> _WHAT YOU NEED TO DO_
1. Translate this sentence from the Barcelona Tech City text into Spanish: "Miquel Martí is the CEO of Barcelona Tech City, a private association whose main aim is to make Barcelona a leading international ecosystem in the digital-tech sector."
2. Retype the passage of the Barcelona Tech City text from "Miquel Martí: Barcelona" up to and including "for Scientific Debate.", keeping every character unchanged.
3. Answer these questions using the Barcelona Tech City text:
(a) In what field did Miquel Martí earn his degree from the UPC?
(b) Since what year has he been at the head of Barcelona Tech City?
(c) Where is Pier01 located?

13 December 2018

Noticias

Miquel Martí: Barcelona Tech City Campus will represent the development of the ecosystem, focussing on specialization

13 December 2018

Miquel Martí is the CEO of Barcelona Tech City, a private association whose main aim is to make Barcelona a leading international ecosystem in the digital-tech sector. With a degree in Industrial Engineering from the UPC and an MBA from ESADE, Martí previously worked for Biocat, the Catalan biotechnology cluster, as Innovation and Finance Manager, and as manager of BDebate, International Center for Scientific Debate.

At the head of Barcelona Tech City since 2013, for Miquel Martí the creation of a hub was necessary to consolidate the ecosystem. This led to the concept of Pier01, which is located in Palau de Mar and houses more than 100 companies and startups with more than 1,000 professionals. With Pier01 now completed and with a waiting list, Martí is clear that the expansion of the hub involves the creation of an urban campus that includes new sites to accommodate the high demand, as well as vertical or specialized technology areas.

Saved data entries
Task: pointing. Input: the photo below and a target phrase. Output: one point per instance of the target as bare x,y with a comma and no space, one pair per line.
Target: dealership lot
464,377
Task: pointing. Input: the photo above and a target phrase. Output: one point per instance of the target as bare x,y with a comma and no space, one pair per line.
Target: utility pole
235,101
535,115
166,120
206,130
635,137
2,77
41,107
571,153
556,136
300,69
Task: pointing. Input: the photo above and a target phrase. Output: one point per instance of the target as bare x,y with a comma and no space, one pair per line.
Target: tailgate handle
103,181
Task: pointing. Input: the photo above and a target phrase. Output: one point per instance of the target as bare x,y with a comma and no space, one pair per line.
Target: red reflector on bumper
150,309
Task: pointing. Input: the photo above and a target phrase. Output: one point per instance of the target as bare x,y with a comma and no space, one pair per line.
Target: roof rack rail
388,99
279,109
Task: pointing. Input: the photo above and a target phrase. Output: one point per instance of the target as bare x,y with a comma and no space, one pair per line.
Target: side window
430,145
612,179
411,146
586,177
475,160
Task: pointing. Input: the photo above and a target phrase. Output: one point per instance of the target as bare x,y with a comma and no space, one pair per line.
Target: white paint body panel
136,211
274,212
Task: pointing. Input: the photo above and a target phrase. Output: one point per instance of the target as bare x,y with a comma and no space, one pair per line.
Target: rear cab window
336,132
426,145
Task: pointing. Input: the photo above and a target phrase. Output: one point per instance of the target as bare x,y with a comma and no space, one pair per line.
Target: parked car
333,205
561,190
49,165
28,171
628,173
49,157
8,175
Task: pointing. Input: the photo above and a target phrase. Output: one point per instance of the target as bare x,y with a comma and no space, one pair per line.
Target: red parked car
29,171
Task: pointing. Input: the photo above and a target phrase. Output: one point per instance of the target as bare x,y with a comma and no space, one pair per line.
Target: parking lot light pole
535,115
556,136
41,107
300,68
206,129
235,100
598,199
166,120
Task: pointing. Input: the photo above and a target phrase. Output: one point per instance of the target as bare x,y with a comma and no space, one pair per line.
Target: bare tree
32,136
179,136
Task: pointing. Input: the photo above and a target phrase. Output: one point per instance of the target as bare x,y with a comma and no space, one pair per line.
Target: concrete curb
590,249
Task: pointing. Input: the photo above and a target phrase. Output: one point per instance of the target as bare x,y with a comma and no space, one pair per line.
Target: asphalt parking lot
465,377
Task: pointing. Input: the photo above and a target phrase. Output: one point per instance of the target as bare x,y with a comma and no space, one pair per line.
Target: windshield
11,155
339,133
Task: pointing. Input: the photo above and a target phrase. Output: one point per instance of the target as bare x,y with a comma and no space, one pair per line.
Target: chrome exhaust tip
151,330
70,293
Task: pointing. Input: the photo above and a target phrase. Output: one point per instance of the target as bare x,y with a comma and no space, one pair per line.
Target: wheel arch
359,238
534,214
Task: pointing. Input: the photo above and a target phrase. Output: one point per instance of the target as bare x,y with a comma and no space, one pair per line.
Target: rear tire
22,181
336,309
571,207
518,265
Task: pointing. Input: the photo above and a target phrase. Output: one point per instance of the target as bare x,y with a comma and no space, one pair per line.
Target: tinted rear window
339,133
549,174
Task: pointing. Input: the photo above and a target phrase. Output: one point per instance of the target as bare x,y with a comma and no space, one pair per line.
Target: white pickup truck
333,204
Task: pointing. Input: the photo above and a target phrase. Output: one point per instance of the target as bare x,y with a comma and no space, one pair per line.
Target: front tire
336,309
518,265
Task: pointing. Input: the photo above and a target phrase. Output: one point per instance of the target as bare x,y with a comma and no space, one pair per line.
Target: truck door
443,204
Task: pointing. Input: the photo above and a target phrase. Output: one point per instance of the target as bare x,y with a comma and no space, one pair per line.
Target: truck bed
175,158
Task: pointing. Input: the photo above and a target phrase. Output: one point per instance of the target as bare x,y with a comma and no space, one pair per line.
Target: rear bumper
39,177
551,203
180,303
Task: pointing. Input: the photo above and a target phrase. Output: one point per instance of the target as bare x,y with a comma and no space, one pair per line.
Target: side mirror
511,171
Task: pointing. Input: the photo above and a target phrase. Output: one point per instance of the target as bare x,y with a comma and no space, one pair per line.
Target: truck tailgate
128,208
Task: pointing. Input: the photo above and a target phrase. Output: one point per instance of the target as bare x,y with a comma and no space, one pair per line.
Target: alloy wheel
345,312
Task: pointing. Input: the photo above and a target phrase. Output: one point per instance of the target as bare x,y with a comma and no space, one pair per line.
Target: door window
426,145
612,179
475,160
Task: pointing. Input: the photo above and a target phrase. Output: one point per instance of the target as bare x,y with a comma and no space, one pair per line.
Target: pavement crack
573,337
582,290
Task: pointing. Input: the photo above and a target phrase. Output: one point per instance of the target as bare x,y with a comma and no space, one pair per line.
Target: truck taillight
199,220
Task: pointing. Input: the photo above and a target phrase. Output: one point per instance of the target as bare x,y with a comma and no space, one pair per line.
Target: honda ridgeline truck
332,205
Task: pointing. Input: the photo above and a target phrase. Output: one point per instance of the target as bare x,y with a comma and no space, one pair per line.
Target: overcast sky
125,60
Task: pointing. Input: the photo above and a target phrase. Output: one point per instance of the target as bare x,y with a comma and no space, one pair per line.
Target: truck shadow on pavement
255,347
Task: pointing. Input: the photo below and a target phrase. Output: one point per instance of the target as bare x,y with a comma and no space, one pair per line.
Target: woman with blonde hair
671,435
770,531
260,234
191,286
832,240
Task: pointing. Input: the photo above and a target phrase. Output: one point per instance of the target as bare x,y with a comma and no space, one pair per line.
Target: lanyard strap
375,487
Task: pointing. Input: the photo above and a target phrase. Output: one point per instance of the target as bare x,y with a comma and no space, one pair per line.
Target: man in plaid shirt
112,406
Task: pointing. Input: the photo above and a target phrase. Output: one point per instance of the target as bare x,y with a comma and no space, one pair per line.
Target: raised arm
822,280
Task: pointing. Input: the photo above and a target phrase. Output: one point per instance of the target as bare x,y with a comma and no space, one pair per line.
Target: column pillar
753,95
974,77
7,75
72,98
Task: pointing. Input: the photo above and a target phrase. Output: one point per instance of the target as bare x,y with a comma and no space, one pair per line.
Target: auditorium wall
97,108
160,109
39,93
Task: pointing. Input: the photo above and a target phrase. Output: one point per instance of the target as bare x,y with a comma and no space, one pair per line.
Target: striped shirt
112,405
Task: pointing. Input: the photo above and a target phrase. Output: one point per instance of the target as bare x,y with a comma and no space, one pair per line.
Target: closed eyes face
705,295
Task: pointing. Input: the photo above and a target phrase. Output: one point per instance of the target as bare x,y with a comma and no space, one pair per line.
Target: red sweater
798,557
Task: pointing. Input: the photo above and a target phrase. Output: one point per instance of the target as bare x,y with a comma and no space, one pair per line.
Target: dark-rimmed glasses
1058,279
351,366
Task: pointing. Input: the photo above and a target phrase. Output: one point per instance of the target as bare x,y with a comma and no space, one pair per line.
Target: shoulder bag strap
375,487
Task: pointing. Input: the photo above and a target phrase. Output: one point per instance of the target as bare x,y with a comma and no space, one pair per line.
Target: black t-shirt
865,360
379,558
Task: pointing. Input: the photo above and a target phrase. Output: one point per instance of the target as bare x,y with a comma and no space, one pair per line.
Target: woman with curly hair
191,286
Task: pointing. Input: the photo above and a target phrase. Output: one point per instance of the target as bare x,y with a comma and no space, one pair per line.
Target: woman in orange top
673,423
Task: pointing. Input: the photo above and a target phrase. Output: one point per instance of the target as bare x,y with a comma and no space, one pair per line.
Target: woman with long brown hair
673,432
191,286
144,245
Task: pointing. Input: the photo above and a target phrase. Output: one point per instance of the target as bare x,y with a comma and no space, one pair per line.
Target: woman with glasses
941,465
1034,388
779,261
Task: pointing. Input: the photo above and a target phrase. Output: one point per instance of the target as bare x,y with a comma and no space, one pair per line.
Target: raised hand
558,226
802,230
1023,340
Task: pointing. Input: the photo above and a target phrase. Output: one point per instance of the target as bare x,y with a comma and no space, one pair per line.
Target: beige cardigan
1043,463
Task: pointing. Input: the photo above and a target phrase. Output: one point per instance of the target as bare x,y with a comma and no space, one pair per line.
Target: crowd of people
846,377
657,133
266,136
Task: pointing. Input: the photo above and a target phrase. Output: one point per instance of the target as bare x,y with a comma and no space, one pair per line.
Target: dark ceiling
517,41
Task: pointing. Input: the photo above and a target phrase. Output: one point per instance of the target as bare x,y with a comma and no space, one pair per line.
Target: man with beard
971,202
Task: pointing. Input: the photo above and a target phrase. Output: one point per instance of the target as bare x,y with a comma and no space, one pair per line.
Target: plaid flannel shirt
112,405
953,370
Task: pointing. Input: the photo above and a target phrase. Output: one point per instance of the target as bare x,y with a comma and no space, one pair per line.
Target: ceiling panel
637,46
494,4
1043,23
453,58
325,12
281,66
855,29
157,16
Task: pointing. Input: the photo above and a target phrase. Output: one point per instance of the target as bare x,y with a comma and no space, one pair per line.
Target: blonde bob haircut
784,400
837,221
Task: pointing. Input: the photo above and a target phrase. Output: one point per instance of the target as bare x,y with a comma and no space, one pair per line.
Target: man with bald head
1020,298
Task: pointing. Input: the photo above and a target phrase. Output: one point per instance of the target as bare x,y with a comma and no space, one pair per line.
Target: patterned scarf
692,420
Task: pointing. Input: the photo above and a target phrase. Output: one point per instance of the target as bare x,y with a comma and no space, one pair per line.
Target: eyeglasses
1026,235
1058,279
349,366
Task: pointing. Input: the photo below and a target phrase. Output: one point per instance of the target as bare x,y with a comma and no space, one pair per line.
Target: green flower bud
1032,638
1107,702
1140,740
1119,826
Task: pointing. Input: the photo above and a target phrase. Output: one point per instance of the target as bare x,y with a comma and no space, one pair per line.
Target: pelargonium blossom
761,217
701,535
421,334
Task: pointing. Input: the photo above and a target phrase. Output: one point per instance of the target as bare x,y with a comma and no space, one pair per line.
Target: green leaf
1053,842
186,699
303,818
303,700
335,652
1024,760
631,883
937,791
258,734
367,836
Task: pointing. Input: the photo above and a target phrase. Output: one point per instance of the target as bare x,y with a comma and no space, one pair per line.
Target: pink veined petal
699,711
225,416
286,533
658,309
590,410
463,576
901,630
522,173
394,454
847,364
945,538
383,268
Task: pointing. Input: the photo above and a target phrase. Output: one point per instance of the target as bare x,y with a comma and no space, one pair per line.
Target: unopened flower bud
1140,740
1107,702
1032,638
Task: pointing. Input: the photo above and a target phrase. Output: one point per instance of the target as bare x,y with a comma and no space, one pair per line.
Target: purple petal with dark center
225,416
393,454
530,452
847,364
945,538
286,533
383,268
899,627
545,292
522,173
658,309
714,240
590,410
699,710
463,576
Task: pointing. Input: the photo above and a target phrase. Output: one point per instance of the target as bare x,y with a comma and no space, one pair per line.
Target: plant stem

> _LIST OF SOLUTIONS_
1. Miquel Martí es el CEO de Barcelona Tech City, una asociación privada cuyo principal objetivo es convertir Barcelona en un ecosistema internacional líder en el sector digital-tecnológico.

2.
Miquel Martí: Barcelona Tech City Campus will represent the development of the ecosystem, focussing on specialization

13 December 2018

Miquel Martí is the CEO of Barcelona Tech City, a private association whose main aim is to make Barcelona a leading international ecosystem in the digital-tech sector. With a degree in Industrial Engineering from the UPC and an MBA from ESADE, Martí previously worked for Biocat, the Catalan biotechnology cluster, as Innovation and Finance Manager, and as manager of BDebate, International Center for Scientific Debate.

3.
(a) Industrial Engineering
(b) 2013
(c) Palau de Mar